### Directions
Find each line in the items below that contains the word "window" and copy those lines out in full.

[Rows of box annotation data]
---+---
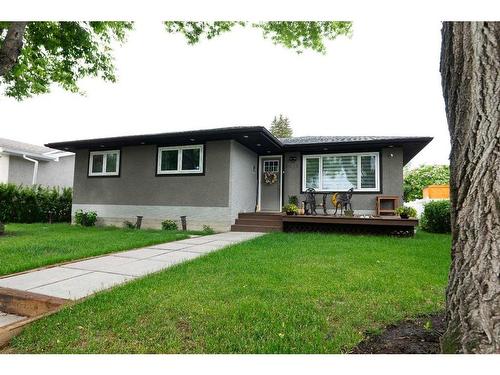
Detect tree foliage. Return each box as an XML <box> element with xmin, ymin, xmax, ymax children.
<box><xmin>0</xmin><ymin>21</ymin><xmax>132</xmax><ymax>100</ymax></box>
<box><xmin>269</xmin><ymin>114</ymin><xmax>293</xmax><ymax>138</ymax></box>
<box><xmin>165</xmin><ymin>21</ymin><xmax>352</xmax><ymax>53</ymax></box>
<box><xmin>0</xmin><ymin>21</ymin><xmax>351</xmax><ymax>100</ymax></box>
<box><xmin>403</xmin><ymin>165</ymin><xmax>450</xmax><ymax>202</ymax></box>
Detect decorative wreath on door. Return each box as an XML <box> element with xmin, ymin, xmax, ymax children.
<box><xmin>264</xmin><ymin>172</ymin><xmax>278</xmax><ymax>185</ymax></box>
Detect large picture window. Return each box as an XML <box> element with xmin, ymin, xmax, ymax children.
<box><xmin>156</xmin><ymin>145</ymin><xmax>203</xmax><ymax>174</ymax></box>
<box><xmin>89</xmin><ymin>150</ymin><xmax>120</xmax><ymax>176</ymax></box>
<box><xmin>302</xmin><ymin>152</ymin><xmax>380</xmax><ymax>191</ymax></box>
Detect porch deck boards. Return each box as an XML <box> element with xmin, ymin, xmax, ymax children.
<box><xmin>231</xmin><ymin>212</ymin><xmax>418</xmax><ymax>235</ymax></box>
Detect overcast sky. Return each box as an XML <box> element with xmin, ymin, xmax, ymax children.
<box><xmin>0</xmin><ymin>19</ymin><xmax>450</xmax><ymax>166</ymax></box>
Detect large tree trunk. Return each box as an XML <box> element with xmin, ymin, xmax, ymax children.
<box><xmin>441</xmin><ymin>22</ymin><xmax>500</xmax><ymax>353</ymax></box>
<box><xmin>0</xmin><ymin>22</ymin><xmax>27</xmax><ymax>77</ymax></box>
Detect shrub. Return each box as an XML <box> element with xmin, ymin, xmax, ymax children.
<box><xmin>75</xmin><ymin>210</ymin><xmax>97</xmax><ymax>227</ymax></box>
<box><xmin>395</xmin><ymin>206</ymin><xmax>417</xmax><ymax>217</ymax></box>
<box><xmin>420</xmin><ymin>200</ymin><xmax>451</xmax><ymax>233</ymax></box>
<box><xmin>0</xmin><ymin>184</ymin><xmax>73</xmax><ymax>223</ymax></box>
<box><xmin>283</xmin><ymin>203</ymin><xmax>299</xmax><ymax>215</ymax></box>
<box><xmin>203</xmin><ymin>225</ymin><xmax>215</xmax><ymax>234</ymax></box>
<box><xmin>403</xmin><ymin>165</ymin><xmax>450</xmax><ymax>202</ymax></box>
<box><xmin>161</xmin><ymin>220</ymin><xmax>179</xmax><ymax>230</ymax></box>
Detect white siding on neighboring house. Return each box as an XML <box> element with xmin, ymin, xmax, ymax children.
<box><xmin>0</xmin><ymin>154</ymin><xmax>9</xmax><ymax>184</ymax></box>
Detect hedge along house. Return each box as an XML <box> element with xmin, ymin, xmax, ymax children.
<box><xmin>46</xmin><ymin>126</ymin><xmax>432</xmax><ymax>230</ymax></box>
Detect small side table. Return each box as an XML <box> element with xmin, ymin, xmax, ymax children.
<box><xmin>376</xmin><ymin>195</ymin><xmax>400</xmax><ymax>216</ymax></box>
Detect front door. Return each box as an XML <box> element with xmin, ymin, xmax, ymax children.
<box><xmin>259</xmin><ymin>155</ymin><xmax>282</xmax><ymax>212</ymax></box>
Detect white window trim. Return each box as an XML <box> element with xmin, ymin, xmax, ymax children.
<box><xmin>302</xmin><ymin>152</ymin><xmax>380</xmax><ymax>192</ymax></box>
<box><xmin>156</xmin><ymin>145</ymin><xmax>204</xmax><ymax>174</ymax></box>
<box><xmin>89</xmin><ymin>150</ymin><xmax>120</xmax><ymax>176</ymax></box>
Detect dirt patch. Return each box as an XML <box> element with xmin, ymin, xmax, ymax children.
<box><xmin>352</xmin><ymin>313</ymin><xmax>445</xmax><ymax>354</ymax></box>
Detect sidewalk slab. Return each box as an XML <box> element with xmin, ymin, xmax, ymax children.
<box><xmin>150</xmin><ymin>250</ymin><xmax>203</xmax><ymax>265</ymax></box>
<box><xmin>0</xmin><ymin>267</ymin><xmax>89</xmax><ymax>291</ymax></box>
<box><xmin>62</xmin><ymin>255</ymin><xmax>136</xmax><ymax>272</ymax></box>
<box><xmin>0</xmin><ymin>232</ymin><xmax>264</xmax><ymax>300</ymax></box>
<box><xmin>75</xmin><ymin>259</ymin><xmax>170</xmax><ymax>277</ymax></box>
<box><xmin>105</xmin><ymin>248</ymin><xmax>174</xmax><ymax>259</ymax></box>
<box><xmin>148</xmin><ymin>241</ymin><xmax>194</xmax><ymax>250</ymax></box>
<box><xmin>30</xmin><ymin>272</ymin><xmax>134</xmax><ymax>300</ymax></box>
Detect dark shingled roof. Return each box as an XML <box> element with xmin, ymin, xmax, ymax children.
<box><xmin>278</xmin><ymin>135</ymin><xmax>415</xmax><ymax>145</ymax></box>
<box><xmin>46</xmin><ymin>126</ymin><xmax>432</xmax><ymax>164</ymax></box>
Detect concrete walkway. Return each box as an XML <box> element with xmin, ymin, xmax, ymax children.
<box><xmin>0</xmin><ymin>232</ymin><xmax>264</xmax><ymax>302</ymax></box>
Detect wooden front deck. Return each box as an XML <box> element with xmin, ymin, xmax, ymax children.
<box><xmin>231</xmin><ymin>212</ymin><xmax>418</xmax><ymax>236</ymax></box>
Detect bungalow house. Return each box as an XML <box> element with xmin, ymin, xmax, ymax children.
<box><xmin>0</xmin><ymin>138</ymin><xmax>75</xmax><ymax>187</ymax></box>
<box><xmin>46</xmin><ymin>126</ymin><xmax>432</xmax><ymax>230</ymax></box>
---+---
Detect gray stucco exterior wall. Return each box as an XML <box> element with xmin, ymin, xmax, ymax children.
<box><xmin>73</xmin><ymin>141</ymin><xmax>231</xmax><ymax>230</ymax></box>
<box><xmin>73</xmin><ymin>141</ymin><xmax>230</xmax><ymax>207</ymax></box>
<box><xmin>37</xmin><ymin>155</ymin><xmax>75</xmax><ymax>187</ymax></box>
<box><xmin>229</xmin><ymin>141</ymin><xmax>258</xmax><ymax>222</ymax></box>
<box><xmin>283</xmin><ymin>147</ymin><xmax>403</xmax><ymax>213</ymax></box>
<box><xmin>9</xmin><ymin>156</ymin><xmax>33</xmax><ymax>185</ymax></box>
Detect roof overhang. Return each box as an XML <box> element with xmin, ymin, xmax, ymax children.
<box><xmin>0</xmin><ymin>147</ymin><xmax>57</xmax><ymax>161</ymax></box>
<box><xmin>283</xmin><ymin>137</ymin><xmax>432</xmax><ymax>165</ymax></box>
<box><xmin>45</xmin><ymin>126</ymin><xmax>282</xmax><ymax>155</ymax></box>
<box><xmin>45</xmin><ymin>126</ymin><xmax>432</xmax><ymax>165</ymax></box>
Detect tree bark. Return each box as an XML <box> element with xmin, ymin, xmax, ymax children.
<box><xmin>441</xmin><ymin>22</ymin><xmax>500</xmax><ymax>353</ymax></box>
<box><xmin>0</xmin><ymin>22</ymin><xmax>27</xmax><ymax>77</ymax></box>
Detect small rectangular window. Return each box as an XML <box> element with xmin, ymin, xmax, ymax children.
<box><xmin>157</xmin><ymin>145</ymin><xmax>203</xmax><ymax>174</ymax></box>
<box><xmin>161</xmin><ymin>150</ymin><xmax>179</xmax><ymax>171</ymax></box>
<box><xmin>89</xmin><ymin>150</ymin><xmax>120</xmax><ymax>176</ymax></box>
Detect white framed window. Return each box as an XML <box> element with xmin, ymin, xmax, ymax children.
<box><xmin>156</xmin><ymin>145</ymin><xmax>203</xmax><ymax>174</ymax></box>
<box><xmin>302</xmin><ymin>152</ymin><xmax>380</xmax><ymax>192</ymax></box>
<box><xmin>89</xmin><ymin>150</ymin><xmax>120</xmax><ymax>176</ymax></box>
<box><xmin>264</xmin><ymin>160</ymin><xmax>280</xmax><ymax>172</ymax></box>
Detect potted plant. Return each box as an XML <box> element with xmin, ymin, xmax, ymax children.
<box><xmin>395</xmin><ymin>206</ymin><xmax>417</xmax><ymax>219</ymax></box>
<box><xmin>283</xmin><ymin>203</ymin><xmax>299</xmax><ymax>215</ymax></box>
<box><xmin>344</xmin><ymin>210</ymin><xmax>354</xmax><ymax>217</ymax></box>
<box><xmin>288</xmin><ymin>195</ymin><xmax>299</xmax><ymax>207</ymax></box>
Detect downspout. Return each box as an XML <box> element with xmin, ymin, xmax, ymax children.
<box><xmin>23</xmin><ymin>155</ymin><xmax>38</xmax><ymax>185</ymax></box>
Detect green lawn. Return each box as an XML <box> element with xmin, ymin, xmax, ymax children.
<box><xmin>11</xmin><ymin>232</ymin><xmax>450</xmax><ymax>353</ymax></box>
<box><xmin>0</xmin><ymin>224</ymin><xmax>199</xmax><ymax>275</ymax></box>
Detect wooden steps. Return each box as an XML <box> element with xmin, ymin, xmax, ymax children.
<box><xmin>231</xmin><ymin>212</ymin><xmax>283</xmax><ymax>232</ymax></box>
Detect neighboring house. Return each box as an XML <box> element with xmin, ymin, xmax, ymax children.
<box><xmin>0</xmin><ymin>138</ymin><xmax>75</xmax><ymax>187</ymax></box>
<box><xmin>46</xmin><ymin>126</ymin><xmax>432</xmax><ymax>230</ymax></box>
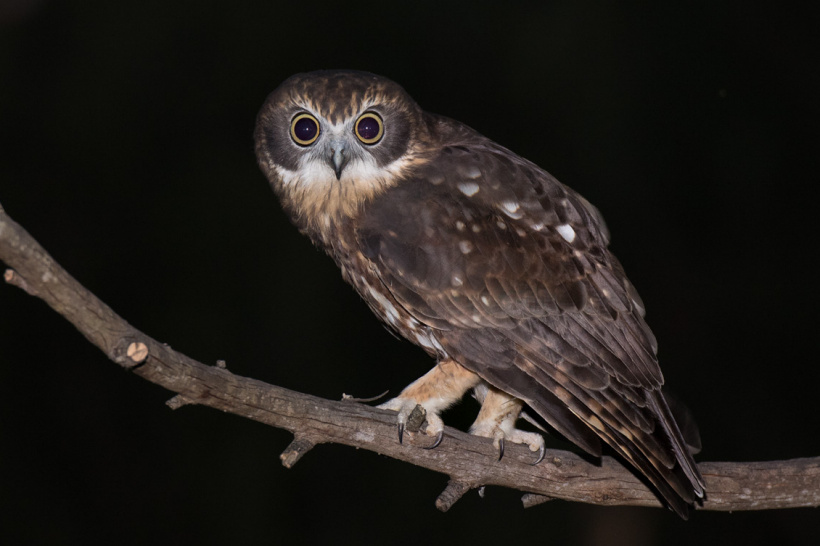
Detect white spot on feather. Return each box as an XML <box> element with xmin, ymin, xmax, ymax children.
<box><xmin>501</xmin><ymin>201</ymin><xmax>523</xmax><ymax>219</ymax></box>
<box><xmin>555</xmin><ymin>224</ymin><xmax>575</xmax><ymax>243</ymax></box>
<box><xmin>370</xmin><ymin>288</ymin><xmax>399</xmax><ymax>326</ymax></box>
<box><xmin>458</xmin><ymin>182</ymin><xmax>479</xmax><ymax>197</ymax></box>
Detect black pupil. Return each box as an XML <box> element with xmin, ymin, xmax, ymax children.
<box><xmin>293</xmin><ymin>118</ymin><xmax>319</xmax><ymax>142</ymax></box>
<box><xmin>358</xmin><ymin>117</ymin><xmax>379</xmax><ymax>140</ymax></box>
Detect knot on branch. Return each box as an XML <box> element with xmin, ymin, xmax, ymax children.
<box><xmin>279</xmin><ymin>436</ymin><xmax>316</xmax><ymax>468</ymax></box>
---+---
### Reply
Detect large picture window. Return each box as an XML <box> element with xmin, ymin, xmax, ymax children.
Detect white window trim. Return each box as an XML <box> element with xmin, ymin, xmax, ymax children.
Detect small rectangular window. Return each box as an XML <box> element with xmin, ymin, xmax, ymax children.
Detect white framed window. Return each box as an XML <box> element with xmin, ymin, xmax, ymax children.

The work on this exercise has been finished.